■ TASK DIRECTIONS ■
Which lines in the entries below contain the string "road"? Report each such line in full, treating uppercase and lowercase as distinct.

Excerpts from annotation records
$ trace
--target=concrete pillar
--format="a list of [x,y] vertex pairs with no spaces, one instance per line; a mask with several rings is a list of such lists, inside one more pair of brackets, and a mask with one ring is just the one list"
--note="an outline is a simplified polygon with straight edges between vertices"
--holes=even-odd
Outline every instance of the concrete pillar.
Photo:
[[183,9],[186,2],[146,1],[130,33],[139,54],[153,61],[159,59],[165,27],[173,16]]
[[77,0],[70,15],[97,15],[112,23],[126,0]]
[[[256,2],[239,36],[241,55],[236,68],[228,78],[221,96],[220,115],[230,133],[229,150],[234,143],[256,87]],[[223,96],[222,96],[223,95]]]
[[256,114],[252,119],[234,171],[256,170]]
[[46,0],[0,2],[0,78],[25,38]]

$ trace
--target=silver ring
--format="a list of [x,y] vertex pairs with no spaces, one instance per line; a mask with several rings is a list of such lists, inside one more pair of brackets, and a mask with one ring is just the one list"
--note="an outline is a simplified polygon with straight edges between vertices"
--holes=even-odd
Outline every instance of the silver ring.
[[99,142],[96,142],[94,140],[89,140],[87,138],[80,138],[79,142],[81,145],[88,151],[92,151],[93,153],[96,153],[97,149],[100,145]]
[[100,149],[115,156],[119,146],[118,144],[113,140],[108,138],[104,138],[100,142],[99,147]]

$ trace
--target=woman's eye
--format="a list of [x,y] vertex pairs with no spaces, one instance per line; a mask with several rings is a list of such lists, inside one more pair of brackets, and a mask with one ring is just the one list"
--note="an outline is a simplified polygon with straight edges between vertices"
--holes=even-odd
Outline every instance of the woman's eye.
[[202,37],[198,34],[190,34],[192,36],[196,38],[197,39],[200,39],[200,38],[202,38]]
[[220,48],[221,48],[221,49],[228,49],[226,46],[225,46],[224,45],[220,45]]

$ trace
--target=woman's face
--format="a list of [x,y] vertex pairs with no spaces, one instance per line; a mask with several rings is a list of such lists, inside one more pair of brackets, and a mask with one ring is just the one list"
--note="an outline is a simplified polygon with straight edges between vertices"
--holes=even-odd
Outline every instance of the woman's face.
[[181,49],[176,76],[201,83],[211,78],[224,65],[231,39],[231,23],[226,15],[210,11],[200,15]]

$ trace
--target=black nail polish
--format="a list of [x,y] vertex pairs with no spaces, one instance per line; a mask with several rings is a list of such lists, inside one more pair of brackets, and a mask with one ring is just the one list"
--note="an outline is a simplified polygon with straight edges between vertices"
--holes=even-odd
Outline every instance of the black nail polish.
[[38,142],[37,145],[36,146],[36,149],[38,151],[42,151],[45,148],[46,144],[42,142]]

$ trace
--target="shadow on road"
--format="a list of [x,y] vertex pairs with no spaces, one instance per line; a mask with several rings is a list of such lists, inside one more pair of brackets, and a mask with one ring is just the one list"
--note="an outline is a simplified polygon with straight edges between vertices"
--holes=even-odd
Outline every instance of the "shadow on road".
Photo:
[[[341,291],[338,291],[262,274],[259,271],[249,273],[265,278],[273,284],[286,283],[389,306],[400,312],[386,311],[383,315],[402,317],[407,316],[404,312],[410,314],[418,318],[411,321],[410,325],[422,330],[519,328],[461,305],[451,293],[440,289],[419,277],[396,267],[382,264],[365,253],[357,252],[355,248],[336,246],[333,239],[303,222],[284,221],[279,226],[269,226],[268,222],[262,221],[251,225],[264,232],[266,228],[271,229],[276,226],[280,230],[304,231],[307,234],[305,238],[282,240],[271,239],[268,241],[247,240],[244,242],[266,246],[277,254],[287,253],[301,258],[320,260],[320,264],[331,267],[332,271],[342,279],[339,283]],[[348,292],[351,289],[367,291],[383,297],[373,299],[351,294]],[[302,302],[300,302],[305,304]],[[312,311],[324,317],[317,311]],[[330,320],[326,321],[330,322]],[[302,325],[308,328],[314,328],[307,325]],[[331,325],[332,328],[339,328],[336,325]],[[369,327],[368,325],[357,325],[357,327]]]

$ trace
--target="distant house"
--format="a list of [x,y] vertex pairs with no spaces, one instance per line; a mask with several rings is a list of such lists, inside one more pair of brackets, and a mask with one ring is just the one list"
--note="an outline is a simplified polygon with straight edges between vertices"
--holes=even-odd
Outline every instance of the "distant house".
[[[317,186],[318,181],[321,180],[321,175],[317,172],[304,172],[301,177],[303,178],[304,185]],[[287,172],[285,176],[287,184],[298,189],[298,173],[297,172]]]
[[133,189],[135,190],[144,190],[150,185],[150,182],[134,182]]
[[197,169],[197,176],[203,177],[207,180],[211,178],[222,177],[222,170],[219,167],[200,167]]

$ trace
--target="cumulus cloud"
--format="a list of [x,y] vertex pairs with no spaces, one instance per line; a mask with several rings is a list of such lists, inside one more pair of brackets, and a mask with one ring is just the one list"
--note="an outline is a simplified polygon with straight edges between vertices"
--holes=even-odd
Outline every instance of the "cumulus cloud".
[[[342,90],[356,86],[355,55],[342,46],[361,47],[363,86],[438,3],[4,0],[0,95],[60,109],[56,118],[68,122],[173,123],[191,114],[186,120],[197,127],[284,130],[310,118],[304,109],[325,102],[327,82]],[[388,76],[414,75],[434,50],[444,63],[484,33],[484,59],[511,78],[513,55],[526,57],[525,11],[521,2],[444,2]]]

■ SOLUTION BELOW ■
--target="shadow on road"
Outline every instance of the "shadow on road".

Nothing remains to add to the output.